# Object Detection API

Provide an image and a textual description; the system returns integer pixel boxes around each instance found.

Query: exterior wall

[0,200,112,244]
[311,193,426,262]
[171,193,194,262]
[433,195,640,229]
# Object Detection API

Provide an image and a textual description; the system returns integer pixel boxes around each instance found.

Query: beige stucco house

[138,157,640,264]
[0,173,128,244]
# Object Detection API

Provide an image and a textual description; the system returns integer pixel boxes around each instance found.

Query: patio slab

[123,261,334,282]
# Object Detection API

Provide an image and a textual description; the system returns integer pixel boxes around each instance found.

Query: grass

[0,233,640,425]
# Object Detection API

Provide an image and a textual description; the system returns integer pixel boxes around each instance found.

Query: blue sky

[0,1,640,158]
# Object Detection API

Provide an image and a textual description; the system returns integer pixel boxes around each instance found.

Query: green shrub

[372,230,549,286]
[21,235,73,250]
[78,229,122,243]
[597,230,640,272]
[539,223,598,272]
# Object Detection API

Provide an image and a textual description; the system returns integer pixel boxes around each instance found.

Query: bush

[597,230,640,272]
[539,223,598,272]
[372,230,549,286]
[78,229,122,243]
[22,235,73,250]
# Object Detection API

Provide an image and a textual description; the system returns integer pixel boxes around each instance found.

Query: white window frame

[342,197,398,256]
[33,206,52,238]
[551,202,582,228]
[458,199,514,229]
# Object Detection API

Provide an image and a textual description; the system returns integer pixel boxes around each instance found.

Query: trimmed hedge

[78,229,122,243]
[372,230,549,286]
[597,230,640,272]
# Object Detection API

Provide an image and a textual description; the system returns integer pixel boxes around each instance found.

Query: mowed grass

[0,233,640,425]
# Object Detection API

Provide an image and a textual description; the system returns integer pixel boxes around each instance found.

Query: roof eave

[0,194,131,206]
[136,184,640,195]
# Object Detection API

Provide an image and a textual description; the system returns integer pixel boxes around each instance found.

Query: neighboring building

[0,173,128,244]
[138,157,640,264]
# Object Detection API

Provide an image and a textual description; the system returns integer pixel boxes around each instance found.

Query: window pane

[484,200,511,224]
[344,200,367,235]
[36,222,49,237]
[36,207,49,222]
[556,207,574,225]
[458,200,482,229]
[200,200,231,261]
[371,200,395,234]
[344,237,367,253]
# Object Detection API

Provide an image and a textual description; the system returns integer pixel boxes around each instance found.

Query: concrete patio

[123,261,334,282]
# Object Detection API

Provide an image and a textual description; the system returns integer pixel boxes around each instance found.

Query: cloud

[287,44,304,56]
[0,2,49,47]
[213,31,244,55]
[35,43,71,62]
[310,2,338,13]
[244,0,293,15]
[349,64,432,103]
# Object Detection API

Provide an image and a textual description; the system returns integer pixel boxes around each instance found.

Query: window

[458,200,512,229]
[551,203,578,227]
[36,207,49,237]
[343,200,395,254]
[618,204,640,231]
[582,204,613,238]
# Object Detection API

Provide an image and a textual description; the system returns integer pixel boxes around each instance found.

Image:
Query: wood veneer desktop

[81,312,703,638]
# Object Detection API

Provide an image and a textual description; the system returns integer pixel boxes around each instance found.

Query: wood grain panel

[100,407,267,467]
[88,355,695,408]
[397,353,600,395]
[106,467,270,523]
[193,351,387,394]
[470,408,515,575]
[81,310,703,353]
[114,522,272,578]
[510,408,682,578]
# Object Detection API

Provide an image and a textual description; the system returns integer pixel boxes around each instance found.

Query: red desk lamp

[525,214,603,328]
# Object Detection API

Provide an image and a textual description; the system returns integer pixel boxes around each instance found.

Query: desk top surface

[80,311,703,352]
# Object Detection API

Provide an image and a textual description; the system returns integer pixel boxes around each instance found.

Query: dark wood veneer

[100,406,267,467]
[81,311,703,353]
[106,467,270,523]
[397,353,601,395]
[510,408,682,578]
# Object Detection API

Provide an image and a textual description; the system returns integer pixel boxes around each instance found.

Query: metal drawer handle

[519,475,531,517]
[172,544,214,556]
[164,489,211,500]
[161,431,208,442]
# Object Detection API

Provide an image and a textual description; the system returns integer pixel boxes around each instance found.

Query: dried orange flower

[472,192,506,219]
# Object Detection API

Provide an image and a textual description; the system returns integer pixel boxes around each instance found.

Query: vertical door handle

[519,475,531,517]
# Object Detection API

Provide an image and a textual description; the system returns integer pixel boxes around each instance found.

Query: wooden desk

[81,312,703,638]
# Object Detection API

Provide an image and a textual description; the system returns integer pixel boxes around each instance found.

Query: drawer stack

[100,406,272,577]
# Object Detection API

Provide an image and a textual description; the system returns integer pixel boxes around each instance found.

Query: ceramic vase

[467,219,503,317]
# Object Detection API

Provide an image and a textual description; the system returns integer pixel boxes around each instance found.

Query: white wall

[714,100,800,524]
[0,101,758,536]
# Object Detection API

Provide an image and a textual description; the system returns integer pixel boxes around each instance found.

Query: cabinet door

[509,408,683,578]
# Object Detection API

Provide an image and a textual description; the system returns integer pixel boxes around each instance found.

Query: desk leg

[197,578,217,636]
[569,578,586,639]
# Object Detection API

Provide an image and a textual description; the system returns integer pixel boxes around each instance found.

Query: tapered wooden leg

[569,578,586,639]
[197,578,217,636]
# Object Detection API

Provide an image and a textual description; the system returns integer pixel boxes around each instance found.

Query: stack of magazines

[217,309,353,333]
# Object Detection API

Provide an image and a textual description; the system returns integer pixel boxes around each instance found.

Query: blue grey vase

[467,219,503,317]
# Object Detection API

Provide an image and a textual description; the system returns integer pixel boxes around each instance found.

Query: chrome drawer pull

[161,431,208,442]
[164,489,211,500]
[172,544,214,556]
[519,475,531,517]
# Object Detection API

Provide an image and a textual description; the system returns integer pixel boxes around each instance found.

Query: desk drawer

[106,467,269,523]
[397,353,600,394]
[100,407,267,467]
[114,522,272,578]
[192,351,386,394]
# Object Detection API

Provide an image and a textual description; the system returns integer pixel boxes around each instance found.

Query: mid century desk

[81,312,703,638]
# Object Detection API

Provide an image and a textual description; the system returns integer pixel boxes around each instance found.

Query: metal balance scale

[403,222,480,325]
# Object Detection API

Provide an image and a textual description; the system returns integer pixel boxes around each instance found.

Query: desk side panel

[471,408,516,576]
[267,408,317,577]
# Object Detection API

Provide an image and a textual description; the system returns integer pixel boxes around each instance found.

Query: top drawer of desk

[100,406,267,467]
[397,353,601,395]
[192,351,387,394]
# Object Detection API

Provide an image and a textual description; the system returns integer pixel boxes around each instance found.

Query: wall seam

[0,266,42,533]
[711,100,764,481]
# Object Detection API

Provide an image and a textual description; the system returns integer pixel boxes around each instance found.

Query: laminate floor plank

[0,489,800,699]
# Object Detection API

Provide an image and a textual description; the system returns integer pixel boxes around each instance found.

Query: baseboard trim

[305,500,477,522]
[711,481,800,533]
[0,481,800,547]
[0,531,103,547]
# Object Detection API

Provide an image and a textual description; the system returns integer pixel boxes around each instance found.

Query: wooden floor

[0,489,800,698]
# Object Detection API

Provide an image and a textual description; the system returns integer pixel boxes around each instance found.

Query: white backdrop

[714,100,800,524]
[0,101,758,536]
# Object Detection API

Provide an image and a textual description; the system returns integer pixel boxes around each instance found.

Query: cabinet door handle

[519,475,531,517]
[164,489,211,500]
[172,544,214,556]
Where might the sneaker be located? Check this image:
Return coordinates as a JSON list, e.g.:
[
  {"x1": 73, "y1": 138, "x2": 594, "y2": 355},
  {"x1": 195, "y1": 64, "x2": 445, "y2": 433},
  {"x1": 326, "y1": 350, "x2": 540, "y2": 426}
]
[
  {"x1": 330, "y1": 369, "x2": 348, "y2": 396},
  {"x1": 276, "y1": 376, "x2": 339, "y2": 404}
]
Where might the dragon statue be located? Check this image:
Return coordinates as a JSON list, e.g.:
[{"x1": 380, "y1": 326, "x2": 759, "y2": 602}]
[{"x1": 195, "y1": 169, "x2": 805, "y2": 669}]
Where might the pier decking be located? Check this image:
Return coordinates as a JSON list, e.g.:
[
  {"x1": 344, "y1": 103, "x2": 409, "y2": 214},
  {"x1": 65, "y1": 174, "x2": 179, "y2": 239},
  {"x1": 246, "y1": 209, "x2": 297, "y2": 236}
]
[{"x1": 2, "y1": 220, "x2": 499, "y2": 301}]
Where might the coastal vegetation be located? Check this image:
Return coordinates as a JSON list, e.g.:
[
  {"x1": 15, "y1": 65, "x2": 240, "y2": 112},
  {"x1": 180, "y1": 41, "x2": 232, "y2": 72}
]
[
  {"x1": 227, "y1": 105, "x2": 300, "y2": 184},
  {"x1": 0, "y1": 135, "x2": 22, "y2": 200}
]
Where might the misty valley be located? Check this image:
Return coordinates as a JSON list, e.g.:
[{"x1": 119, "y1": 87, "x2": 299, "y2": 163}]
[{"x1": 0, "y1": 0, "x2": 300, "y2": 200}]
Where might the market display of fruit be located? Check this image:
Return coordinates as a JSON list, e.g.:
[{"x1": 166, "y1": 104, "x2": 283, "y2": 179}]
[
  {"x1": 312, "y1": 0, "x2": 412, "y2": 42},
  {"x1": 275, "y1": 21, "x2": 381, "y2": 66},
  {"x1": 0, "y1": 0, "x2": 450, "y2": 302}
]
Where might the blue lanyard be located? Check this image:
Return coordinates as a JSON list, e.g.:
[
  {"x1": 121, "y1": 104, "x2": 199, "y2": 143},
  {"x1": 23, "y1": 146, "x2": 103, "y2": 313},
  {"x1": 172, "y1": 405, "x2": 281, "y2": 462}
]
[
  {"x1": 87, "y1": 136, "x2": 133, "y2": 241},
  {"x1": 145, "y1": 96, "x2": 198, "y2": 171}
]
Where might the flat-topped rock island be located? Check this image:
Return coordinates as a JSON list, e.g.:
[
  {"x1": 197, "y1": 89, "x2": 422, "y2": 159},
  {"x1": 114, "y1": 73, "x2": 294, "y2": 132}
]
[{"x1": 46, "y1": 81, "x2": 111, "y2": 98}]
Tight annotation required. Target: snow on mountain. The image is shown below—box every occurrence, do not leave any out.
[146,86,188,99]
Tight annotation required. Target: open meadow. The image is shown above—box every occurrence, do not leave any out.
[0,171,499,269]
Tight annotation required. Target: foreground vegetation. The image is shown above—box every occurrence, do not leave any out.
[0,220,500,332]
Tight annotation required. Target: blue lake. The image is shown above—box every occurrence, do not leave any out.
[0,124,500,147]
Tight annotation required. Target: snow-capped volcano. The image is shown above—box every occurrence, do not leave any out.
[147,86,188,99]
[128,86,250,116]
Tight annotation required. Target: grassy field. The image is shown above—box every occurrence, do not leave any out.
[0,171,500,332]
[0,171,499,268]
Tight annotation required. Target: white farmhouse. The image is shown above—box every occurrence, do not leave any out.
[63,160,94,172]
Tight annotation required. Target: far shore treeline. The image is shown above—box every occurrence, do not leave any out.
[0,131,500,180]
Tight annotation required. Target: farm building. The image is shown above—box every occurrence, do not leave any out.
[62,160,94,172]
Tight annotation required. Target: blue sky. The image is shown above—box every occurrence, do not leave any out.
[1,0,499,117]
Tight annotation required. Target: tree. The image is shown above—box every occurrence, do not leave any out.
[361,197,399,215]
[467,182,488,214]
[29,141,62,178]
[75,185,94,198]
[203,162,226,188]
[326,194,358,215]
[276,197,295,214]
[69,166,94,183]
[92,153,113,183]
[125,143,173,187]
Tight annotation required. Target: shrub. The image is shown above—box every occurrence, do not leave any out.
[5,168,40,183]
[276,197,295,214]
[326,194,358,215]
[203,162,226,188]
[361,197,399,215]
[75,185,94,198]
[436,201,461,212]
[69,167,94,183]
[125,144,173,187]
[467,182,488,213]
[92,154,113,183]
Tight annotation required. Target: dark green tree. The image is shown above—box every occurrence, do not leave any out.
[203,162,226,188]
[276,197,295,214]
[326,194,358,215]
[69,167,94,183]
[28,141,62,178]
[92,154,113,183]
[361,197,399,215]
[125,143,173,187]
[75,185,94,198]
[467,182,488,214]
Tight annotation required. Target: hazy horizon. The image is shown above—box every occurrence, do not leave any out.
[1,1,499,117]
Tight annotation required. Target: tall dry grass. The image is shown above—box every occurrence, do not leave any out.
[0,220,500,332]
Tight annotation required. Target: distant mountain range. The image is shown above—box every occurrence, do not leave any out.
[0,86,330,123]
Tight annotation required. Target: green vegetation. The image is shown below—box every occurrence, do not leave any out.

· · · · ·

WHAT YOU HAVE TO DO: Copy out the records word for word, starting at their first line and ending with the line that contains "[433,195,640,229]", both ends included.

ANSWER TO THE TASK:
# Object Detection API

Provide an image and a textual description; the system returns integer pixel boxes around each instance found.

Query: exterior wall

[0,200,112,244]
[311,193,426,262]
[171,193,194,262]
[433,195,640,229]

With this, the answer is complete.